» What the task asks: Tally the lines of these entries that include "trunk"; respond with only that tally.

═════ Information provided

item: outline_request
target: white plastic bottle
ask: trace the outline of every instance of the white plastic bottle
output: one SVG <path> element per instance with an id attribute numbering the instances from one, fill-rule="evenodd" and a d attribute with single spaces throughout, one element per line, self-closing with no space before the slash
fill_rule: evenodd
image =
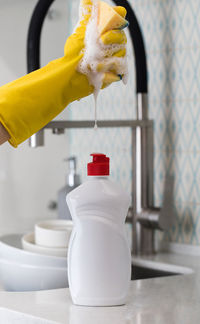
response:
<path id="1" fill-rule="evenodd" d="M 67 195 L 74 221 L 68 250 L 68 279 L 76 305 L 123 305 L 131 280 L 125 232 L 130 196 L 108 179 L 109 158 L 95 153 L 89 179 Z"/>

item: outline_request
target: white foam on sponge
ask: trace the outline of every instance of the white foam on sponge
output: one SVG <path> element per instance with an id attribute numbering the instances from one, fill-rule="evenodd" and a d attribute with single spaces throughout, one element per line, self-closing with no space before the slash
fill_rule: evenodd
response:
<path id="1" fill-rule="evenodd" d="M 79 72 L 87 75 L 91 85 L 94 86 L 94 95 L 97 95 L 103 85 L 104 73 L 106 66 L 113 64 L 115 66 L 116 73 L 123 75 L 124 83 L 127 82 L 128 68 L 127 57 L 114 57 L 114 53 L 124 48 L 124 44 L 111 44 L 104 45 L 100 39 L 98 31 L 98 0 L 93 0 L 92 12 L 89 22 L 86 27 L 85 33 L 85 48 L 83 50 L 83 58 L 79 63 Z M 80 8 L 82 15 L 84 14 L 84 8 Z M 101 72 L 98 71 L 99 63 L 103 63 L 105 69 Z"/>

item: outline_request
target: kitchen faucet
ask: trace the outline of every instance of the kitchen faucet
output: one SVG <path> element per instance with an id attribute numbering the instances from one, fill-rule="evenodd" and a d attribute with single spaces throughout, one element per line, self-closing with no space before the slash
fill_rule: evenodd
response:
<path id="1" fill-rule="evenodd" d="M 40 68 L 40 36 L 46 14 L 54 0 L 39 0 L 29 25 L 27 40 L 28 72 Z M 136 70 L 136 120 L 104 120 L 98 127 L 129 127 L 132 147 L 132 207 L 127 222 L 132 224 L 132 254 L 155 253 L 155 230 L 169 229 L 175 220 L 173 210 L 174 179 L 167 176 L 164 185 L 162 208 L 154 207 L 153 184 L 153 121 L 148 118 L 147 61 L 142 32 L 135 13 L 126 0 L 114 0 L 116 5 L 127 10 L 129 32 L 135 55 Z M 92 128 L 92 121 L 52 121 L 34 134 L 31 147 L 44 145 L 44 130 L 52 129 L 54 134 L 63 134 L 65 129 Z"/>

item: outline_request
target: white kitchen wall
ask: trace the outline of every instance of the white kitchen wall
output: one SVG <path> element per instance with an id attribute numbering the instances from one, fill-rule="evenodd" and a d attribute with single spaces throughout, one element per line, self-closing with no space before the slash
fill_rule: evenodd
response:
<path id="1" fill-rule="evenodd" d="M 26 74 L 26 37 L 36 0 L 0 0 L 0 85 Z M 57 0 L 42 33 L 42 65 L 63 55 L 68 35 L 67 0 Z M 52 17 L 52 19 L 51 19 Z M 35 107 L 40 109 L 40 107 Z M 67 110 L 58 118 L 66 119 Z M 44 148 L 28 143 L 0 147 L 0 234 L 25 232 L 38 219 L 56 217 L 47 208 L 64 185 L 68 136 L 46 131 Z"/>

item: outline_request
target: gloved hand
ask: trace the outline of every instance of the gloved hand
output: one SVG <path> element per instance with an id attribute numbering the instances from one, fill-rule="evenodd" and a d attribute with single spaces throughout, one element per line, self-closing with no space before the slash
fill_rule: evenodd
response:
<path id="1" fill-rule="evenodd" d="M 29 138 L 55 118 L 69 103 L 86 97 L 94 90 L 86 75 L 78 72 L 83 57 L 85 32 L 91 16 L 92 0 L 81 1 L 81 20 L 67 39 L 64 56 L 0 88 L 0 123 L 10 135 L 12 146 Z M 125 16 L 123 7 L 115 10 Z M 101 36 L 107 44 L 122 44 L 115 56 L 125 55 L 126 36 L 111 30 Z M 114 64 L 99 64 L 105 72 L 103 87 L 120 80 Z"/>

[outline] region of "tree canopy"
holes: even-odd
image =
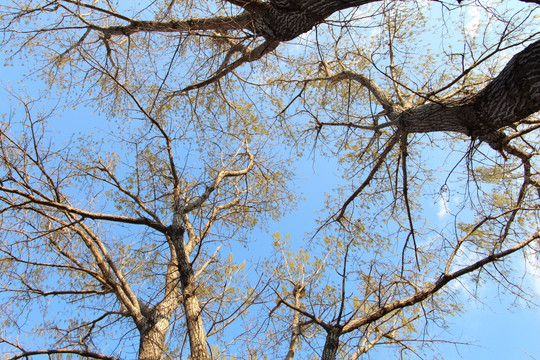
[[[534,305],[539,4],[6,1],[0,352],[432,358]]]

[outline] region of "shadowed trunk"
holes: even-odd
[[[341,335],[341,327],[332,327],[326,335],[326,342],[321,356],[321,360],[335,360],[339,348],[339,336]]]
[[[229,0],[252,15],[251,28],[269,40],[288,41],[313,29],[332,14],[381,0],[269,0],[268,3]],[[540,0],[521,0],[540,3]],[[456,1],[458,3],[458,1]]]
[[[196,295],[195,273],[184,245],[184,228],[181,225],[181,212],[175,210],[170,227],[171,240],[178,258],[178,272],[182,288],[182,299],[186,316],[192,360],[208,360],[210,353],[206,346],[206,332],[201,318],[201,307]]]
[[[408,133],[459,132],[498,149],[497,131],[540,111],[540,40],[516,54],[477,94],[429,103],[396,114]]]
[[[253,14],[253,31],[269,40],[288,41],[335,12],[380,0],[271,0]]]

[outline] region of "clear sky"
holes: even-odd
[[[442,161],[446,156],[447,154],[441,153],[440,157],[434,158]],[[314,210],[320,209],[323,194],[317,190],[327,184],[329,179],[339,182],[339,178],[334,179],[333,176],[338,173],[337,168],[330,162],[318,159],[317,165],[313,167],[310,160],[306,159],[298,168],[306,178],[302,189],[304,193],[311,195],[300,203],[298,211],[270,227],[272,231],[290,233],[293,239],[303,238],[304,226],[299,228],[299,221],[310,228],[309,222],[314,224],[315,218],[320,216],[320,213]],[[440,218],[441,226],[446,222],[445,219],[451,220],[441,211],[440,202],[435,199],[424,205],[428,212]],[[303,214],[301,219],[299,214]],[[264,236],[261,234],[261,237]],[[517,257],[521,255],[518,254]],[[520,261],[515,263],[523,264]],[[537,303],[540,303],[540,278],[527,276],[523,283],[538,291],[536,298]],[[512,295],[498,296],[498,291],[497,284],[487,283],[478,289],[478,299],[465,294],[462,296],[464,312],[461,316],[449,318],[448,333],[443,333],[442,337],[471,345],[441,344],[444,360],[540,360],[540,309],[516,300]],[[373,359],[393,359],[394,355],[392,353],[386,357],[381,354]]]
[[[476,17],[479,16],[475,10],[471,10],[470,28],[475,30]],[[13,68],[2,68],[2,84],[9,88],[20,80],[25,73],[24,67],[15,66]],[[24,85],[24,81],[23,81]],[[26,84],[29,93],[35,93],[38,88],[45,89],[45,85],[37,83]],[[8,112],[12,106],[6,98],[0,96],[0,112]],[[68,136],[70,132],[79,132],[83,127],[92,126],[99,118],[90,117],[89,111],[78,111],[77,117],[69,116],[66,113],[62,118],[62,135]],[[74,115],[74,114],[71,114]],[[75,121],[74,121],[75,119]],[[446,154],[441,153],[441,157]],[[433,155],[434,161],[442,160]],[[315,219],[321,216],[319,210],[323,209],[325,199],[324,191],[321,189],[331,189],[329,183],[340,182],[337,164],[334,161],[327,161],[322,157],[317,157],[316,161],[306,157],[299,159],[297,163],[299,188],[302,189],[306,200],[300,201],[298,209],[285,216],[277,223],[271,223],[268,232],[258,232],[254,237],[267,245],[271,243],[271,234],[280,232],[282,234],[291,234],[293,239],[305,239],[305,231],[312,231],[316,227]],[[441,200],[433,198],[432,202],[422,204],[427,211],[431,211],[434,221],[440,221],[444,226],[448,218],[446,207]],[[451,199],[447,204],[452,208]],[[302,226],[299,227],[298,224]],[[254,246],[254,245],[252,245]],[[260,247],[259,247],[260,250]],[[517,255],[518,257],[520,255]],[[523,262],[516,261],[516,266],[523,265]],[[519,271],[519,270],[518,270]],[[526,277],[524,283],[531,285],[537,291],[540,291],[538,278]],[[498,297],[498,288],[496,284],[489,283],[483,286],[479,291],[479,297],[482,302],[473,300],[467,296],[463,297],[463,306],[465,311],[462,316],[455,317],[449,321],[448,340],[472,342],[472,346],[454,347],[453,345],[441,345],[443,357],[445,360],[454,359],[489,359],[489,360],[540,360],[540,312],[536,307],[528,307],[519,301],[515,302],[510,295],[507,297]],[[540,293],[537,293],[537,298]],[[540,302],[540,299],[539,299]],[[380,357],[385,358],[385,355]],[[377,357],[379,359],[379,357]]]

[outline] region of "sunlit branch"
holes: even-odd
[[[71,213],[65,213],[65,215],[68,217],[68,219],[72,218]],[[133,316],[134,320],[136,322],[140,322],[142,315],[140,312],[139,300],[131,291],[129,285],[124,279],[124,276],[119,271],[111,256],[108,254],[101,240],[82,222],[79,223],[78,226],[72,227],[72,229],[79,235],[86,247],[90,250],[98,268],[102,272],[103,279],[100,277],[96,278],[104,285],[111,287],[120,302],[124,304],[130,311],[130,314]],[[118,279],[119,284],[110,279],[111,270]]]
[[[525,195],[525,189],[528,185],[534,186],[536,190],[538,191],[538,194],[540,195],[540,182],[533,179],[532,173],[531,173],[531,168],[532,168],[531,158],[533,157],[534,153],[530,154],[516,146],[513,146],[512,144],[509,143],[509,140],[504,142],[504,144],[502,145],[502,149],[506,151],[507,153],[519,158],[521,160],[521,164],[523,165],[524,182],[520,190],[519,201],[521,201],[521,199]]]
[[[210,185],[208,185],[206,187],[206,190],[204,191],[203,194],[201,194],[200,196],[195,197],[194,199],[191,199],[184,206],[183,212],[184,213],[189,213],[189,212],[193,211],[194,209],[199,208],[204,202],[206,202],[208,200],[210,195],[216,189],[218,189],[219,184],[223,181],[223,179],[228,178],[228,177],[237,177],[237,176],[246,175],[253,168],[253,166],[255,164],[255,160],[254,160],[255,157],[249,151],[249,148],[248,148],[247,144],[246,144],[246,154],[249,157],[249,163],[245,168],[240,169],[240,170],[227,170],[227,169],[220,170],[217,173],[216,177],[214,178],[214,181],[212,182],[212,184],[210,184]],[[231,159],[231,163],[232,163],[233,160],[234,160],[234,157],[233,157],[233,159]]]
[[[340,127],[348,127],[353,129],[359,129],[359,130],[369,130],[369,131],[378,131],[390,126],[396,126],[399,125],[399,121],[389,121],[385,122],[383,124],[379,125],[360,125],[353,122],[326,122],[326,121],[317,121],[316,127],[322,127],[322,126],[340,126]]]
[[[519,131],[516,131],[516,132],[513,132],[509,135],[506,136],[506,139],[508,141],[511,141],[513,139],[516,139],[518,137],[521,137],[523,135],[526,135],[526,134],[529,134],[535,130],[538,130],[540,129],[540,124],[534,124],[534,125],[531,125],[531,126],[528,126],[526,127],[525,129],[522,129],[522,130],[519,130]]]
[[[510,209],[510,210],[506,210],[498,215],[494,215],[494,216],[486,216],[484,217],[482,220],[478,221],[471,229],[469,229],[469,231],[467,231],[467,233],[465,235],[463,235],[458,241],[457,241],[457,244],[456,246],[454,247],[454,250],[452,251],[452,254],[450,254],[450,257],[448,258],[448,260],[446,261],[446,267],[444,269],[444,272],[445,274],[448,273],[450,271],[450,267],[452,266],[452,263],[454,261],[454,258],[456,257],[459,249],[461,248],[461,246],[463,245],[463,243],[465,241],[467,241],[467,239],[469,239],[478,229],[480,229],[480,227],[482,227],[486,222],[488,221],[491,221],[491,220],[496,220],[500,217],[503,217],[503,216],[506,216],[514,211],[516,211],[517,209]]]
[[[220,244],[216,250],[214,251],[214,254],[212,256],[210,256],[210,258],[204,263],[202,264],[202,266],[199,268],[199,270],[197,270],[197,272],[195,273],[194,275],[194,278],[197,279],[205,270],[206,268],[208,267],[208,265],[210,265],[211,263],[215,262],[217,260],[217,254],[219,252],[219,249],[221,249],[223,245]]]
[[[302,296],[303,292],[305,291],[304,287],[297,287],[295,286],[293,290],[293,296],[294,296],[294,304],[298,308],[302,308]],[[291,337],[289,340],[289,348],[287,351],[287,355],[285,356],[285,360],[292,360],[294,359],[294,355],[298,348],[298,343],[300,341],[300,335],[302,331],[302,324],[300,323],[300,313],[297,311],[293,312],[293,321],[291,324]]]
[[[125,223],[125,224],[146,225],[160,232],[164,232],[166,230],[166,227],[163,224],[157,223],[145,217],[134,218],[134,217],[122,216],[122,215],[95,213],[95,212],[79,209],[79,208],[76,208],[76,207],[73,207],[64,203],[59,203],[57,201],[38,198],[34,195],[28,194],[26,192],[23,192],[21,190],[14,189],[14,188],[0,186],[0,190],[4,191],[5,193],[18,195],[22,197],[25,201],[29,201],[36,205],[43,205],[43,206],[47,206],[47,207],[54,208],[57,210],[62,210],[62,211],[65,211],[74,215],[79,215],[84,218],[88,218],[92,220],[105,220],[105,221],[112,221],[112,222]],[[14,207],[25,206],[27,204],[28,203],[26,202],[21,202],[20,204],[13,204],[13,206]]]
[[[379,87],[379,85],[377,85],[372,79],[362,74],[354,73],[352,71],[343,71],[337,75],[331,76],[329,80],[331,80],[332,82],[338,82],[341,80],[356,81],[360,85],[368,89],[371,94],[373,94],[375,99],[377,99],[377,101],[379,102],[379,104],[381,104],[387,114],[391,114],[393,112],[394,104],[388,98],[386,93]]]
[[[279,296],[279,295],[278,295]],[[302,314],[303,316],[311,319],[315,324],[321,326],[323,329],[328,330],[332,328],[332,325],[325,323],[322,319],[318,318],[317,316],[307,312],[306,310],[296,306],[295,304],[291,304],[289,301],[285,300],[283,297],[279,296],[279,301],[289,307],[290,309]]]
[[[111,11],[111,10],[107,10],[107,9],[104,9],[104,8],[101,8],[99,6],[96,6],[96,2],[94,2],[93,4],[87,4],[87,3],[84,3],[82,1],[76,1],[76,0],[61,0],[62,2],[66,2],[66,3],[69,3],[69,4],[73,4],[75,5],[76,7],[83,7],[83,8],[86,8],[86,9],[89,9],[89,10],[92,10],[92,11],[97,11],[97,12],[100,12],[102,14],[106,14],[106,15],[109,15],[109,16],[112,16],[114,18],[117,18],[117,19],[120,19],[122,21],[127,21],[127,22],[131,22],[133,21],[133,19],[127,17],[127,16],[124,16],[122,14],[119,14],[117,12],[114,12],[114,11]],[[68,7],[66,6],[63,6],[61,5],[64,9],[66,10],[70,10]],[[82,16],[81,14],[77,14],[79,16]]]
[[[68,264],[55,264],[55,263],[47,263],[47,262],[40,262],[40,261],[30,261],[23,259],[19,256],[16,256],[15,254],[6,251],[5,249],[0,249],[0,252],[6,255],[9,259],[12,261],[15,261],[17,263],[26,264],[26,265],[32,265],[32,266],[40,266],[40,267],[46,267],[46,268],[56,268],[56,269],[63,269],[63,270],[72,270],[72,271],[80,271],[84,272],[96,279],[100,279],[100,275],[94,271],[91,271],[89,269],[86,269],[80,265],[80,263],[77,263],[77,266],[72,266]],[[71,260],[71,259],[70,259]]]
[[[252,18],[248,13],[235,16],[215,16],[209,18],[192,18],[172,21],[129,20],[128,25],[98,26],[88,24],[88,28],[110,36],[129,36],[138,32],[146,33],[187,33],[197,30],[239,30],[247,28]]]
[[[41,265],[41,264],[39,264]],[[36,294],[39,296],[62,296],[62,295],[104,295],[110,293],[107,290],[42,290],[30,285],[24,278],[20,279],[21,283],[26,287],[26,289],[5,289],[6,291],[11,292],[23,292],[29,294]]]
[[[396,26],[392,26],[392,24],[394,24],[394,21],[389,21],[387,22],[387,31],[388,31],[388,55],[389,55],[389,60],[390,60],[390,65],[389,65],[389,69],[390,69],[390,77],[392,79],[392,85],[394,86],[394,92],[396,93],[396,96],[399,100],[399,104],[403,107],[408,107],[408,105],[410,105],[408,102],[408,100],[405,100],[402,92],[401,92],[401,86],[399,84],[399,76],[398,76],[398,71],[396,69],[396,65],[394,63],[394,38],[396,36],[396,33],[397,33],[397,27]],[[381,104],[382,105],[382,104]],[[385,108],[386,110],[386,108]]]
[[[393,331],[392,329],[391,331]],[[361,346],[349,357],[349,360],[357,360],[360,356],[371,350],[379,341],[386,335],[385,332],[377,329],[377,335],[370,341],[367,338],[364,339]]]
[[[214,222],[217,219],[218,214],[222,210],[230,209],[230,208],[238,205],[239,202],[240,202],[240,198],[238,198],[238,196],[237,196],[233,200],[229,201],[226,204],[221,204],[221,205],[214,206],[212,208],[212,212],[211,212],[210,216],[208,216],[208,219],[206,220],[206,223],[204,224],[203,229],[201,230],[199,235],[195,235],[195,232],[193,230],[193,225],[191,224],[191,221],[189,220],[188,215],[185,213],[184,216],[183,216],[183,219],[184,219],[184,224],[185,224],[185,227],[186,227],[186,231],[188,232],[188,236],[189,236],[189,241],[186,244],[186,252],[188,254],[191,254],[193,249],[197,245],[199,245],[199,243],[206,237],[206,235],[208,235],[208,233],[210,232],[210,229],[212,228],[212,225],[214,224]]]
[[[531,14],[529,14],[530,16]],[[522,21],[524,22],[525,19]],[[485,61],[489,60],[490,58],[492,58],[493,56],[499,54],[500,52],[502,51],[505,51],[505,50],[508,50],[508,49],[511,49],[511,48],[514,48],[514,47],[517,47],[517,46],[521,46],[525,43],[527,43],[528,41],[530,41],[531,39],[534,39],[536,37],[537,34],[534,34],[534,35],[531,35],[531,36],[527,36],[524,40],[522,41],[519,41],[519,42],[514,42],[510,45],[507,45],[507,46],[503,46],[503,42],[506,40],[506,38],[508,38],[508,36],[510,34],[512,34],[514,31],[516,31],[516,29],[519,29],[520,27],[519,26],[513,26],[513,29],[508,31],[508,26],[511,24],[511,22],[508,22],[508,24],[506,25],[505,27],[505,31],[504,33],[501,35],[500,39],[499,39],[499,42],[492,46],[492,48],[494,48],[492,51],[490,52],[487,52],[482,54],[482,56],[476,60],[472,65],[470,65],[469,67],[467,67],[466,69],[464,69],[461,74],[459,74],[458,76],[455,76],[452,81],[450,81],[449,83],[445,84],[444,86],[436,89],[436,90],[433,90],[427,94],[425,94],[425,99],[430,99],[434,96],[436,96],[437,94],[440,94],[441,92],[451,88],[452,86],[454,86],[455,84],[457,84],[459,81],[461,81],[463,78],[465,78],[472,70],[478,68],[478,66],[480,66],[482,63],[484,63]],[[443,99],[446,99],[446,98],[449,98],[449,96],[444,96]]]
[[[351,321],[350,323],[346,324],[343,327],[342,333],[345,334],[345,333],[354,331],[363,325],[372,323],[382,318],[383,316],[391,313],[392,311],[399,310],[399,309],[402,309],[402,308],[405,308],[414,304],[418,304],[426,300],[428,297],[434,295],[437,291],[442,289],[450,281],[457,279],[465,274],[471,273],[475,270],[478,270],[486,266],[487,264],[490,264],[499,259],[507,257],[508,255],[511,255],[515,253],[516,251],[519,251],[525,248],[526,246],[530,245],[534,241],[537,241],[539,238],[540,238],[540,229],[538,229],[534,234],[529,236],[524,241],[518,243],[517,245],[511,248],[508,248],[507,250],[493,253],[489,256],[484,257],[481,260],[478,260],[477,262],[469,266],[456,270],[452,273],[444,273],[439,277],[439,279],[437,279],[435,282],[426,286],[423,290],[418,291],[415,294],[409,297],[406,297],[404,299],[395,300],[390,303],[387,303],[386,305],[378,308],[377,310]]]
[[[259,278],[257,284],[253,287],[253,290],[247,294],[247,296],[244,298],[242,303],[240,303],[236,309],[234,309],[229,316],[223,317],[221,320],[214,320],[212,322],[212,325],[208,329],[207,336],[210,337],[214,334],[219,333],[220,331],[224,330],[226,327],[228,327],[230,324],[232,324],[236,319],[238,319],[240,316],[246,313],[246,311],[249,309],[251,305],[253,305],[256,300],[259,298],[260,294],[263,293],[263,290],[255,291],[257,288],[259,288],[261,284],[261,279]],[[226,289],[223,290],[223,293],[225,293]],[[224,297],[221,297],[220,301],[225,301]],[[216,327],[216,325],[221,325],[220,327]]]
[[[152,210],[150,210],[142,201],[141,199],[133,194],[131,191],[129,191],[128,189],[126,189],[122,183],[116,178],[116,176],[112,173],[112,171],[104,166],[104,165],[97,165],[96,166],[96,169],[104,172],[108,177],[109,179],[111,179],[112,183],[111,185],[113,185],[114,187],[116,187],[118,190],[120,190],[123,194],[129,196],[133,201],[135,201],[135,203],[140,206],[144,212],[146,212],[152,219],[154,219],[154,221],[156,223],[160,223],[161,224],[161,220],[159,219],[159,217],[156,215],[156,213]],[[107,181],[109,182],[109,181]],[[110,182],[109,182],[110,183]]]
[[[392,335],[392,333],[395,333],[396,331],[404,328],[404,327],[407,327],[409,326],[409,324],[413,323],[414,321],[422,318],[423,316],[421,315],[421,313],[418,313],[416,314],[415,316],[413,317],[410,317],[410,318],[407,318],[406,321],[403,321],[401,324],[399,324],[398,326],[396,326],[396,324],[398,324],[399,322],[399,318],[398,317],[394,317],[394,318],[389,318],[388,321],[392,320],[393,319],[393,324],[389,325],[389,329],[386,330],[386,331],[383,331],[381,329],[381,325],[385,323],[385,321],[383,321],[381,324],[378,324],[377,326],[375,326],[375,329],[377,331],[377,335],[375,335],[375,337],[371,340],[368,339],[370,333],[372,332],[371,330],[366,330],[366,333],[364,333],[364,339],[362,341],[362,345],[358,347],[358,349],[353,353],[353,355],[351,357],[349,357],[348,360],[356,360],[358,359],[361,355],[367,353],[369,350],[371,350],[375,345],[379,344],[381,339],[383,338],[390,338]]]
[[[76,49],[77,47],[79,47],[83,42],[84,40],[86,39],[86,37],[90,34],[91,30],[90,29],[87,29],[84,34],[79,38],[79,40],[77,40],[76,42],[74,42],[69,48],[67,48],[63,53],[61,53],[58,58],[59,59],[62,59],[64,56],[66,56],[67,54],[69,54],[71,52],[71,50],[73,49]]]

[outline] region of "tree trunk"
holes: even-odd
[[[249,11],[252,31],[269,40],[288,41],[311,30],[333,13],[381,0],[270,0]]]
[[[279,41],[298,37],[338,11],[379,1],[382,0],[270,0],[269,4],[253,5],[246,0],[230,0],[251,13],[253,20],[246,28],[268,40]],[[521,1],[540,3],[540,0]]]
[[[334,326],[330,330],[328,330],[321,360],[336,360],[336,354],[339,348],[340,335],[341,327]]]
[[[206,332],[202,323],[201,307],[196,295],[195,274],[184,244],[184,228],[181,225],[181,216],[180,211],[175,210],[170,234],[178,258],[178,271],[182,287],[191,359],[209,360],[210,353],[206,346]]]
[[[540,111],[540,40],[516,54],[477,94],[406,109],[394,118],[408,133],[452,131],[500,149],[497,131]]]
[[[169,328],[169,321],[166,322],[167,324],[163,324],[163,321],[158,321],[157,324],[149,326],[149,329],[141,332],[139,360],[163,359],[165,354],[165,334]]]
[[[195,295],[184,296],[184,309],[191,348],[191,360],[208,360],[210,354],[206,346],[206,332],[201,318],[199,300]]]
[[[293,290],[294,295],[294,306],[298,309],[302,309],[304,305],[302,304],[302,296],[304,296],[304,287],[300,285],[296,285]],[[300,334],[301,334],[301,325],[300,325],[300,313],[298,311],[294,311],[293,313],[293,322],[292,322],[292,329],[291,329],[291,340],[289,342],[289,351],[287,352],[287,356],[285,357],[285,360],[292,360],[294,359],[294,355],[296,354],[296,349],[298,348],[298,341],[300,340]]]
[[[171,324],[173,312],[179,305],[178,261],[176,252],[171,250],[171,259],[165,275],[165,294],[154,307],[139,301],[143,321],[139,323],[139,360],[163,359],[165,355],[165,336]]]

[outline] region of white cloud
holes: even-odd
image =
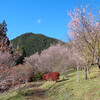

══════════

» Task response: 2